● **Written exercise**: Pull out each line of the records below that contains the string "bush". Uppercase and lowercase letters count as different.

::: Listed entries

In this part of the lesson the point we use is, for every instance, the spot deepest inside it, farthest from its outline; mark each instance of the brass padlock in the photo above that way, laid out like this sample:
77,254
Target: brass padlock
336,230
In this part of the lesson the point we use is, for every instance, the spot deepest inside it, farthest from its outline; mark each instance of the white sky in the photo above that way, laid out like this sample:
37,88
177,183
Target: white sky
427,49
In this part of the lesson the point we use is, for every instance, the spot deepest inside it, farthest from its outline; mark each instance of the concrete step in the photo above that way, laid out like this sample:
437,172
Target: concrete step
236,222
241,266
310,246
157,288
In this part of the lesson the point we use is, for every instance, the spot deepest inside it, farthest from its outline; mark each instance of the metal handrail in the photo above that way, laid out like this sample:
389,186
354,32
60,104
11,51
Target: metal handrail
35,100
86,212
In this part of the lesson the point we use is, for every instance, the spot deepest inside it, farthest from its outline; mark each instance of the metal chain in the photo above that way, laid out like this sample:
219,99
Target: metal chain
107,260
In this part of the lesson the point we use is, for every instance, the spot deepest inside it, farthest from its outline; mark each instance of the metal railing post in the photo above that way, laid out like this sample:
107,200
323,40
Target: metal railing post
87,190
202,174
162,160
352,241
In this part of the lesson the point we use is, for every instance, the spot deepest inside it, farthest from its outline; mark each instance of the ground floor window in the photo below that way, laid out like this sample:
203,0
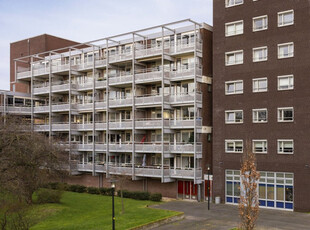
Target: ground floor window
275,189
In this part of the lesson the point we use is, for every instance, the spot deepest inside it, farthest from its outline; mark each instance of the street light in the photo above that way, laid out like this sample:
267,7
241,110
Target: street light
208,186
113,215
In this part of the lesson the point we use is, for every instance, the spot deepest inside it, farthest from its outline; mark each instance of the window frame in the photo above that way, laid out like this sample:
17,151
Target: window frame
257,110
285,140
234,23
234,52
290,54
234,141
228,6
260,48
281,14
259,17
234,82
234,122
285,108
264,146
290,87
259,79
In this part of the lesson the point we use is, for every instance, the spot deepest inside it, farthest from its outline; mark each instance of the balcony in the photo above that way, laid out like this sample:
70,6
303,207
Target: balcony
119,125
120,79
185,98
10,109
150,123
120,147
185,124
120,102
185,148
150,100
151,147
186,73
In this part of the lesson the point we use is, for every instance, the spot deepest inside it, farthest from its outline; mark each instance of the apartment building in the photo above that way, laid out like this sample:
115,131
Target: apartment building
261,99
136,104
30,46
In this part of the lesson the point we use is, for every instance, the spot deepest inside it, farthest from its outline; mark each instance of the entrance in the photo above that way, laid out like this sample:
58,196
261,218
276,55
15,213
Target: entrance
187,190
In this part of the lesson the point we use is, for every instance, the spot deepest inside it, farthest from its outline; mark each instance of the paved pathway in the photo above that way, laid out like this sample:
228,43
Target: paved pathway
223,217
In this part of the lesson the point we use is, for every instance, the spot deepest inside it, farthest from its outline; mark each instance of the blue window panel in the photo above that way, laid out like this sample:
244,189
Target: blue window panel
270,203
280,204
236,200
262,203
288,205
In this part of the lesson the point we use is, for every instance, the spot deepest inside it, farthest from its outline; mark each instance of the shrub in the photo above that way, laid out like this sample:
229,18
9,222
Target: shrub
156,197
93,190
48,196
103,191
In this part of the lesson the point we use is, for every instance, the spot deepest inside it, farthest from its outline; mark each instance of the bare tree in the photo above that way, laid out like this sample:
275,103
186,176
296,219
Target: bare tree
121,180
249,204
27,159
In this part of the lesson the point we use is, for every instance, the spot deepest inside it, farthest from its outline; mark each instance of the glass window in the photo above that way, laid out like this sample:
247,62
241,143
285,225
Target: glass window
285,114
286,50
285,146
260,146
260,85
260,54
260,23
285,82
234,28
286,18
230,3
234,116
260,115
234,58
234,87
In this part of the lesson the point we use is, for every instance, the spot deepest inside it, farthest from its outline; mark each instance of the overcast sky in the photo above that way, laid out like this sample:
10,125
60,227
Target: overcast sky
86,20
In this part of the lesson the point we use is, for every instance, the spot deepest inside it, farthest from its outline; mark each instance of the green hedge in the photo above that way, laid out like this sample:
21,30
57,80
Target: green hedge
104,191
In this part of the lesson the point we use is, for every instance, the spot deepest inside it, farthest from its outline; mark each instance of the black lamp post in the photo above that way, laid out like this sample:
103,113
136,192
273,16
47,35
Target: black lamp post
113,213
208,187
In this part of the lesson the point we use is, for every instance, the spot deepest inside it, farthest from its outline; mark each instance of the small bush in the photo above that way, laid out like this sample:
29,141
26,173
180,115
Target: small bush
93,190
48,196
103,191
156,197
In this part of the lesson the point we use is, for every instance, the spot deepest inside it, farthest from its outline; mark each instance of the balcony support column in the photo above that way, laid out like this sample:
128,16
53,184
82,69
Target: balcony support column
70,108
133,157
162,105
93,115
31,88
195,104
107,110
50,97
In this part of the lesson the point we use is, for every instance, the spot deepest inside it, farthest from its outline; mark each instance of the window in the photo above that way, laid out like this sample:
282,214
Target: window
285,146
285,82
234,87
285,114
233,146
234,57
260,54
260,115
260,23
233,28
286,18
259,146
230,3
260,85
234,116
286,50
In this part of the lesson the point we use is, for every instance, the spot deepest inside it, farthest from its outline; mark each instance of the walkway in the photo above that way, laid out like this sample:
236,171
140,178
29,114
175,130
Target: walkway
223,217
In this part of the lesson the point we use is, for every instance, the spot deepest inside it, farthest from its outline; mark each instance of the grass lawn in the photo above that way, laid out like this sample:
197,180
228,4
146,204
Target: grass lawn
91,212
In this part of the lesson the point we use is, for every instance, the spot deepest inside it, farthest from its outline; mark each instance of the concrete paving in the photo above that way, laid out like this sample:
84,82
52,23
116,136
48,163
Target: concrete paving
223,217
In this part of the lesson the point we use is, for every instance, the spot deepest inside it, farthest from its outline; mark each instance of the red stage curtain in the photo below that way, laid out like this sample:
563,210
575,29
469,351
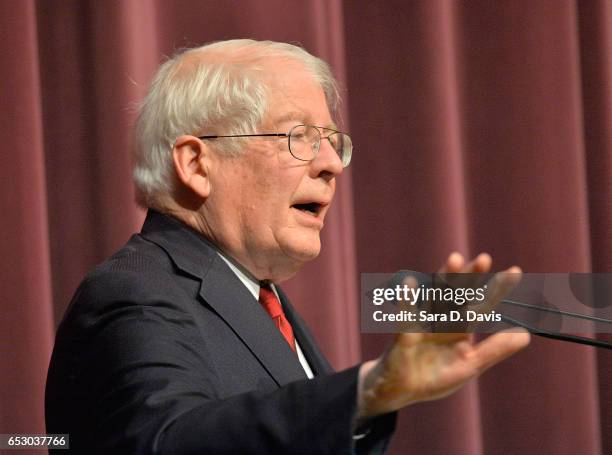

::::::

● **Solution to the problem**:
In this part of the lesson the point we use is, for every instance, the spot deepest inside it, farthest from its outline; mark each instance of the small bush in the photo above that way, laid out like this sample:
Target: small bush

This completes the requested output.